Exercise requirements >>
Copy every line of the data that contains the string "exact".
◆ ◆ ◆ ◆ ◆
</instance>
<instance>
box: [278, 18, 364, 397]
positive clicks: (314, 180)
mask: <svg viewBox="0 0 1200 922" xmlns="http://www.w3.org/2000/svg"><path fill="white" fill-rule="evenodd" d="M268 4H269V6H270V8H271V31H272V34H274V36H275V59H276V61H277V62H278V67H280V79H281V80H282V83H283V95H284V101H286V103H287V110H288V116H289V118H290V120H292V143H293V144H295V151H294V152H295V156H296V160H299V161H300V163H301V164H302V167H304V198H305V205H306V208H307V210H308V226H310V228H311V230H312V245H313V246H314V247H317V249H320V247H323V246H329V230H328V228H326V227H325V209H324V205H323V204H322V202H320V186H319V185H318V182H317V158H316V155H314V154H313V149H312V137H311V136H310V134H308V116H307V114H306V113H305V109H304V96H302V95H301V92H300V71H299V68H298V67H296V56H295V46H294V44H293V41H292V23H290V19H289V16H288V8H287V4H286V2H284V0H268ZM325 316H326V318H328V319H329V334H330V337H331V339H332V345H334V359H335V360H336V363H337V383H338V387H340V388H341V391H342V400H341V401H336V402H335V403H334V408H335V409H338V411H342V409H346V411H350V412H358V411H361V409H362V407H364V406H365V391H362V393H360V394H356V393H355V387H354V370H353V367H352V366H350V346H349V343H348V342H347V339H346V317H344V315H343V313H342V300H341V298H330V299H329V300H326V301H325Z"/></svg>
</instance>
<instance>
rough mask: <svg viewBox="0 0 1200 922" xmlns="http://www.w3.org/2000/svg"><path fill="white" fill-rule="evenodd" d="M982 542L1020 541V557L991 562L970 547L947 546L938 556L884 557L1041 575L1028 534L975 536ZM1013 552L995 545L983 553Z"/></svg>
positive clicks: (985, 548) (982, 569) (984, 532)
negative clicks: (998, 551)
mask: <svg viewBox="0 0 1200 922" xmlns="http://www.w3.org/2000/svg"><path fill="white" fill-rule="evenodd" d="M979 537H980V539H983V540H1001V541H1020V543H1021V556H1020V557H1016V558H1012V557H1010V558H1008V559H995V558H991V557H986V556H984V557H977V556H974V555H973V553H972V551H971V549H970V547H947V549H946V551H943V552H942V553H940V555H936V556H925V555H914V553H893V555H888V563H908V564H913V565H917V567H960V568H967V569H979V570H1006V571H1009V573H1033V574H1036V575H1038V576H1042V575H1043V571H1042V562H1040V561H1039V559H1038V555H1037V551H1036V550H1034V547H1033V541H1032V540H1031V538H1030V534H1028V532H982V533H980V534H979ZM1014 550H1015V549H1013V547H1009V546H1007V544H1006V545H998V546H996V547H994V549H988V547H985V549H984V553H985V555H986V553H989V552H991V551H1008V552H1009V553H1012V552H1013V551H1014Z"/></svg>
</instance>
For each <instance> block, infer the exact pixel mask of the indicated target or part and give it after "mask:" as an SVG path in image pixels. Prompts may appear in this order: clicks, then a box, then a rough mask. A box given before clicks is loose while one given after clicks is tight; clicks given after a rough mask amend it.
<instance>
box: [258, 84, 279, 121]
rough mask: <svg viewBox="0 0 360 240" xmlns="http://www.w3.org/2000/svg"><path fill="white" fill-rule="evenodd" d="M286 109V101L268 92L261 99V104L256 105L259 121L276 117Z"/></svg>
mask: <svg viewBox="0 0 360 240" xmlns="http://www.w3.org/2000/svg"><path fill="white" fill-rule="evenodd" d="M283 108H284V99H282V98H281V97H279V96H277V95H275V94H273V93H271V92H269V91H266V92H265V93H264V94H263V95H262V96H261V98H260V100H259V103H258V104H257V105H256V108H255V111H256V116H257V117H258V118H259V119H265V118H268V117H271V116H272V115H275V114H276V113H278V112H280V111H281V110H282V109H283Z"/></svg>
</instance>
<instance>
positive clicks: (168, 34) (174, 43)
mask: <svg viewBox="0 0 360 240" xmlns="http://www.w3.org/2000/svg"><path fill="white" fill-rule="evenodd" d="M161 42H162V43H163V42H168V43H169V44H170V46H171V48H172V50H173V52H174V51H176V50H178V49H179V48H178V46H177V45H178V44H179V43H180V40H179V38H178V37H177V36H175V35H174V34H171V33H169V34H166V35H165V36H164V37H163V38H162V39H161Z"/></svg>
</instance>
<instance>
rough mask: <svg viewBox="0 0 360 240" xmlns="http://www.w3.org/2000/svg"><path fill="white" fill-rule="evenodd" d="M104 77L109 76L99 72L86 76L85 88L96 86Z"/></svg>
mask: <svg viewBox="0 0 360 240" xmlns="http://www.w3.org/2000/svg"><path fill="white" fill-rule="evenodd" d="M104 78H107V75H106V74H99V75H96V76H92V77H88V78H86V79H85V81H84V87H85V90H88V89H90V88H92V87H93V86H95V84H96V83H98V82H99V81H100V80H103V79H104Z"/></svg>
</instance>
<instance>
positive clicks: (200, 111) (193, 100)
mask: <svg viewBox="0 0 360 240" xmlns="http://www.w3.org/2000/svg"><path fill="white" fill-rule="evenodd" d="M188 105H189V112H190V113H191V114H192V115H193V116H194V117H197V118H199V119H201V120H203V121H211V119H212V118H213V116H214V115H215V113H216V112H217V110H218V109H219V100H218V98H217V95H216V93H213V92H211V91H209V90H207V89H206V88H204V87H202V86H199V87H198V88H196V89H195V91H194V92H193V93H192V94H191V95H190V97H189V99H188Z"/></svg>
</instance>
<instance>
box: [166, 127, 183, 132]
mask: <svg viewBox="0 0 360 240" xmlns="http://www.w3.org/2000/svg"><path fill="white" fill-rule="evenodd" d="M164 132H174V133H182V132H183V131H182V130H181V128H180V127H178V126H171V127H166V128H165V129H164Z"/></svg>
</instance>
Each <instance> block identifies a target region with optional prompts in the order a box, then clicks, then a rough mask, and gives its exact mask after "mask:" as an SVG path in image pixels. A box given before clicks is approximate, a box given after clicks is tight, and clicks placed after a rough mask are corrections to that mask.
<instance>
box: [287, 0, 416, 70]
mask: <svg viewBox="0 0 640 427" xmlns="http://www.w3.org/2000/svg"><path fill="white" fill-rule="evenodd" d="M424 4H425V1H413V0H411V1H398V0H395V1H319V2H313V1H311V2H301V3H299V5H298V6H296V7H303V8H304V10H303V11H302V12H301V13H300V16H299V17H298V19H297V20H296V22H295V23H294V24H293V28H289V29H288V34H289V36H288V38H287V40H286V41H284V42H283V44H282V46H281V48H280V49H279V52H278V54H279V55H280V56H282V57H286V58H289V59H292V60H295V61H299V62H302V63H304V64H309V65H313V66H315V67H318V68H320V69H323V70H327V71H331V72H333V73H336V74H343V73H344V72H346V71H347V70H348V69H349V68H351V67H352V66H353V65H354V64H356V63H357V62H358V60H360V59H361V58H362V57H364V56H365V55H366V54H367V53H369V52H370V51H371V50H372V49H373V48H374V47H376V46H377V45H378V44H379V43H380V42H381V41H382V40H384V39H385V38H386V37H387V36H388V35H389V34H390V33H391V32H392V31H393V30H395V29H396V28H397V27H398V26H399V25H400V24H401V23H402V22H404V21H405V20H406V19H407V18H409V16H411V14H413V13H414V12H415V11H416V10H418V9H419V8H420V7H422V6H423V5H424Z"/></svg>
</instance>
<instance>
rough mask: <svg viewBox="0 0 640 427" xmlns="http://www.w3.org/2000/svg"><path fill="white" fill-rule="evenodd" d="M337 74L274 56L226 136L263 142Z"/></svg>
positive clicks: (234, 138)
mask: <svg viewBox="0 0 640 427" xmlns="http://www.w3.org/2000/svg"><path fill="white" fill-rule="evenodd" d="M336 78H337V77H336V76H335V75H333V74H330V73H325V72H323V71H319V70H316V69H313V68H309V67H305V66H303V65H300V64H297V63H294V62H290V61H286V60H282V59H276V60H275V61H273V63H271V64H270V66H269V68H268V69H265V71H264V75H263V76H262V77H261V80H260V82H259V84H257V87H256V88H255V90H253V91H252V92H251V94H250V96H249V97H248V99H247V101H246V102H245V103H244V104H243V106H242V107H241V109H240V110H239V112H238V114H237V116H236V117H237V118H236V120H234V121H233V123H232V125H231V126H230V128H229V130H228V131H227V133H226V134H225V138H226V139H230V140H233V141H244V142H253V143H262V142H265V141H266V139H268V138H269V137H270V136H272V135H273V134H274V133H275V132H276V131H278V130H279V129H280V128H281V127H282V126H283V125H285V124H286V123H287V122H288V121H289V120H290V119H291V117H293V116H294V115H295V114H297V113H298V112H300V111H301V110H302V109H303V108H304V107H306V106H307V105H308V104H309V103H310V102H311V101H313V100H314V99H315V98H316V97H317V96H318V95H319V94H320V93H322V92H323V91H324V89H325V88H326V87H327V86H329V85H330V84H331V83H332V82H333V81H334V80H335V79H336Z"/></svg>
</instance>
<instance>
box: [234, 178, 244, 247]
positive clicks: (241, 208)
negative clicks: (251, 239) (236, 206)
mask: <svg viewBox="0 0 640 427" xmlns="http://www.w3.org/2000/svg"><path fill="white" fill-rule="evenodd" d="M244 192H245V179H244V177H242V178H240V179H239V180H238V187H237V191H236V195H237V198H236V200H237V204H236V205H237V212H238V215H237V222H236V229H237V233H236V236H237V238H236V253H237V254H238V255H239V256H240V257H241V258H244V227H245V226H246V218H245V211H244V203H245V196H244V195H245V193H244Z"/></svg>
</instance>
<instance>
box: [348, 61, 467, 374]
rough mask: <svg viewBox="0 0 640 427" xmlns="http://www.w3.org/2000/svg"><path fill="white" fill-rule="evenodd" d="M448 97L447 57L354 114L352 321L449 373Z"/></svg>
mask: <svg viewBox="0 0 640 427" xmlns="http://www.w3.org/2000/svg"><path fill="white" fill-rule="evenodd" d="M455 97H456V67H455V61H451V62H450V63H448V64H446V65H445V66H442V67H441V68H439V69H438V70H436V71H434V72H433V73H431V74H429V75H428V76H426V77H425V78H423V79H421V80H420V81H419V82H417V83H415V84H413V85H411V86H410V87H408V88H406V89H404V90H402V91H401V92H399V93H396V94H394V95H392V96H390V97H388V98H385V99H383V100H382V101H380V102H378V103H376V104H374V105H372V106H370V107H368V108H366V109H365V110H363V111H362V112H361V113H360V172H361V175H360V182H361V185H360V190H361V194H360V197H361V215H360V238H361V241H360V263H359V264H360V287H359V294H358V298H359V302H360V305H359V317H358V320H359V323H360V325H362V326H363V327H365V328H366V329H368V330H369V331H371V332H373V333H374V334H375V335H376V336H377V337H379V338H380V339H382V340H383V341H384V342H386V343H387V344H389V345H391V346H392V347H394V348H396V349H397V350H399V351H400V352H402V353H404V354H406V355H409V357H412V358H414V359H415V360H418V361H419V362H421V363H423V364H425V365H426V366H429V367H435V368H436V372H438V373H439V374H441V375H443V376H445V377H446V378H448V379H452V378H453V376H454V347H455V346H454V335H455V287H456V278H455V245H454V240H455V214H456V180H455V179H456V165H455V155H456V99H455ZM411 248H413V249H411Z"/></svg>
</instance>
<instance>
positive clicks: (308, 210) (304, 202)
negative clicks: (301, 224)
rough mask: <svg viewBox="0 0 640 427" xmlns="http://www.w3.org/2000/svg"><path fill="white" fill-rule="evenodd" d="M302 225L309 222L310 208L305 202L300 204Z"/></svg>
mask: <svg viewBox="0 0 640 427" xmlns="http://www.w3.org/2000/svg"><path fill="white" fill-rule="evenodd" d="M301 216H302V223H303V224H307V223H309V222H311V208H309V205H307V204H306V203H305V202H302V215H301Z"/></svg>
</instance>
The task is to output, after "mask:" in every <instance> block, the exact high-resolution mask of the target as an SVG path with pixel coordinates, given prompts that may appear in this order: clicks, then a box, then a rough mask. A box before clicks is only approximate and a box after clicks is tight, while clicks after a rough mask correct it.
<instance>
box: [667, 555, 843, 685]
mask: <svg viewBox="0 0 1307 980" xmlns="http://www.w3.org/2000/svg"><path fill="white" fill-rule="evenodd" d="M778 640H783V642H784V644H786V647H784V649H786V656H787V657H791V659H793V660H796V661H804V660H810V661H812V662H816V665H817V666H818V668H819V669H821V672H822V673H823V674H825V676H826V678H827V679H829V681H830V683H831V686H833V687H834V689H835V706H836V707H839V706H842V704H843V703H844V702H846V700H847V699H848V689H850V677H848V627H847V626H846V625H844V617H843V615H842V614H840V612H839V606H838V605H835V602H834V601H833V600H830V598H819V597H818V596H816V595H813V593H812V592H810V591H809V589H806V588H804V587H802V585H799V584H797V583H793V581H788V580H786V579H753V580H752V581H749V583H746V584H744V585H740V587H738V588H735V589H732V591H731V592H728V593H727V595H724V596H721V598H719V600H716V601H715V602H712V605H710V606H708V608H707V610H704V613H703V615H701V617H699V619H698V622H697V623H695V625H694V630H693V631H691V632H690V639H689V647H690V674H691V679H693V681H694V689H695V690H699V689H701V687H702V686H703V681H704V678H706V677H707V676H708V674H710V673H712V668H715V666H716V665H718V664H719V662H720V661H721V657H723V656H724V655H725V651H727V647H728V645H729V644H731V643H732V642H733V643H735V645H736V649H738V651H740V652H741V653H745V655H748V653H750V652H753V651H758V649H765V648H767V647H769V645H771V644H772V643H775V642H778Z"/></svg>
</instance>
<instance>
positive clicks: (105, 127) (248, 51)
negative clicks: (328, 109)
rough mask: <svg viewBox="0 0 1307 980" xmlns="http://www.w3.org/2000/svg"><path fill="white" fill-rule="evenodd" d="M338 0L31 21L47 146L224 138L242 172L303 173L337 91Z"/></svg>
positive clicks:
◆ ◆ ◆ ◆ ◆
Output for this exercise >>
For each <instance> block, infer the exact pixel mask of the indicated target or part and give it after "mask:" as an SVG path in image pixels. Prompts may appear in this order: clicks, then a box, then a rough mask. A box given before clicks is loose while one given after clicks is tight; clicks given after a rough mask amend it.
Each <instance> block identifies a target region with optional prompts in the order a box, then clicks, then a rough mask, and gives its exact mask after "mask:" as an SVG path in image pixels. A box given before clicks is approximate, a box given after clicks is tight, and clicks placed after a rough mask are corrections to that mask.
The task is to output, after "mask:" in every <instance> block, the exact high-resolution mask of the target as an SVG path with pixel coordinates, given prompts that may appear in this order: clicks, then a box, then a rough mask. A box before clicks is only approximate and a box after clicks is tight, while clicks after a rough mask correct it.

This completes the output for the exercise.